* Begin Passage to read *
2025 AMC 10A Problems/Problem 5: Difference between revisions

Revision as of 01:45, 7 November 2025

Consider the sequence of positive integers $1, 2, 1, 2, 3, 2, 1, 2, 3, 4, 3, 2, 1, 2, 3, 4, 5, 4, 3, 2, 1, 2, 3, 4, 5, 6, 5, 4, 3, 2, 1, 2 \dots$

What is the $2025$ th term in the sequence?

$\textbf{(A) } 5 \qquad\textbf{(B) } 15 \qquad\textbf{(C) } 16 \qquad\textbf{(D) } 44 \qquad\textbf{(E) } 45$

Video Solution

https://youtu.be/l1RY_C20Q2M

Solution 1

One possible way the sequence could've been constructed was by putting "mountains" going up from $1$ , to $n+1,$ then going back down to $2.$ For example, the first few "mountains" look like this:

$12|1232|123432|12345432|...$

So, the $n^{th}$ mountain has length $2n$ and has highest number $n+1.$ We want to add mountains until we get a total length as close as possible, but not exceeding, $2025.$ Let the last mountain we sum be mountain $a.$ Hence, $2+4+6+...+2a=2(1+2+3+...+a)=a(a+1)\le2025$ $\implies a^2<2025\implies a<45,$ so our max $a$ is $44.$ In this $44^{th}$ mountain, the max number is $45,$ so the $45^{th}$ mountain has max number $46.$ Next, $44(44+1)=1980,$ so we're looking for the $45^{th}$ number in the $45^{th}$ mountain, which is $\boxed{\text{(E) }45}.$

~Tacos_are_yummy_1

This problem and problem 11 should've switched places tbh ;-; ~tacos
FRR

Video Solution (Fast and easy)

https://youtu.be/ZQhAdIs2FIg?si=mEgnYvdQ2sMrCx1P ~ Pi Academy

Solution 2 (nice equation)

Group the numbers by their hill pattern: $(12)(1232)(123432)(12345432)...$

The maximums of each hill occur at terms $n = 2, 5, 10, 17...$ These terms correspond to maximums of $2, 3, 4,...$ Let $a$ be the maximum at term $N$ . Since the sum of the first $x$ odd numbers is $x^2$ we have $1 + (a-1)^2 = N.$ So for example, if a = $4,$ then $N = 10,$ telling us that the peak of the hill with maximum $4$ occurs at the $10$ th term.
* End Passage to read *
Tasks to carry out:
#1 Please reproduce the problem page from "One possible way" up to and including "(Fast and easy)".
#2 List each answer choice on the problem page along with its letter.
#3 Summarize the problem page in two sentences.
* Begin Entries shown *
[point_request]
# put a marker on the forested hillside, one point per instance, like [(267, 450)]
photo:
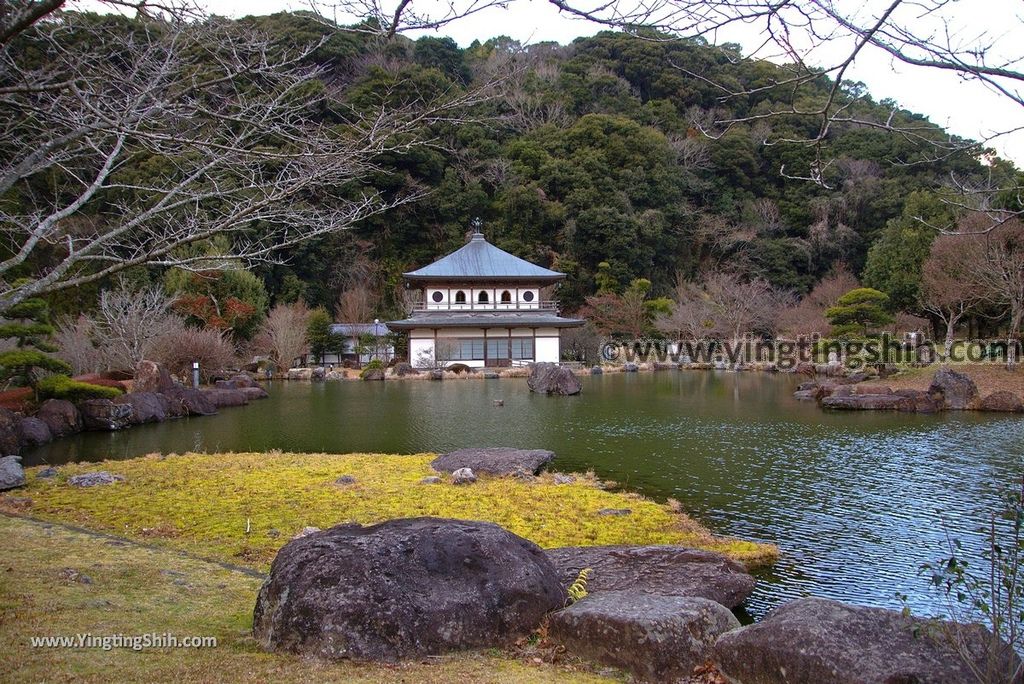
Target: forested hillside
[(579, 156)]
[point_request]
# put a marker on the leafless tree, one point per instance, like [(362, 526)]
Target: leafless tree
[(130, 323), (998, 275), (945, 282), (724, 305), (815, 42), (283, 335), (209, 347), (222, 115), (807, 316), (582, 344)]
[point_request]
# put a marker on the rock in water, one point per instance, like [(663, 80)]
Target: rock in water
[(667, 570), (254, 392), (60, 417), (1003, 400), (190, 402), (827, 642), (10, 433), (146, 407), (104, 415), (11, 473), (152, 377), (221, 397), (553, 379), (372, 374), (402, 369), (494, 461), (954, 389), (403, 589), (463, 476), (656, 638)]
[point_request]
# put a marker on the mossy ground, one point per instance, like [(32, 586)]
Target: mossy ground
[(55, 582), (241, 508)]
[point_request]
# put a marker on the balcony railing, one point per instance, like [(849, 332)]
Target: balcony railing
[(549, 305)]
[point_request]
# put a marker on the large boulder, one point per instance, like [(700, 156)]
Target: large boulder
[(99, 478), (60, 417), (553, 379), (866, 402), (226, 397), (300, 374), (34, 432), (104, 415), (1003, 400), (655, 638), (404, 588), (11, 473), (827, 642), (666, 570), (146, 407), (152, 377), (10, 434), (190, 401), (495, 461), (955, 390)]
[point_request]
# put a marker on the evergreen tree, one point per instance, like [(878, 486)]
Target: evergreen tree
* End Entries shown *
* Begin Entries shown *
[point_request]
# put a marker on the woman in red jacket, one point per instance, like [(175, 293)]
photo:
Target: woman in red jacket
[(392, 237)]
* End Entries shown *
* Begin Entries shown *
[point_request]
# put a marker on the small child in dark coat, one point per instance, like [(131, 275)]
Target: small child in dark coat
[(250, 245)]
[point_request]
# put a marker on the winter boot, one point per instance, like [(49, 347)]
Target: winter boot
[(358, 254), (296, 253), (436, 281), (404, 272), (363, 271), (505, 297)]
* End Entries shown *
Solution list:
#1
One possible way the sequence could've been constructed was by putting "mountains" going up from $1$ , to $n+1,$ then going back down to $2.$ For example, the first few "mountains" look like this:

$12|1232|123432|12345432|...$

So, the $n^{th}$ mountain has length $2n$ and has highest number $n+1.$ We want to add mountains until we get a total length as close as possible, but not exceeding, $2025.$ Let the last mountain we sum be mountain $a.$ Hence, $2+4+6+...+2a=2(1+2+3+...+a)=a(a+1)\le2025$ $\implies a^2<2025\implies a<45,$ so our max $a$ is $44.$ In this $44^{th}$ mountain, the max number is $45,$ so the $45^{th}$ mountain has max number $46.$ Next, $44(44+1)=1980,$ so we're looking for the $45^{th}$ number in the $45^{th}$ mountain, which is $\boxed{\text{(E) }45}.$

~Tacos_are_yummy_1

This problem and problem 11 should've switched places tbh ;-; ~tacos
FRR

Video Solution (Fast and easy)

#2 (A) 5, (B) 15, (C) 16, (D) 44, (E) 45

#3 The problem page asks for the 2025th term of a sequence of positive integers and offers the choices 5, 15, 16, 44 and 45. Solution 1 splits the sequence into "mountains", where the nth mountain has length 2n, and finds that 44 mountains cover 1980 terms, so the 2025th term is the 45th number in the 45th mountain, which is 45, choice (E).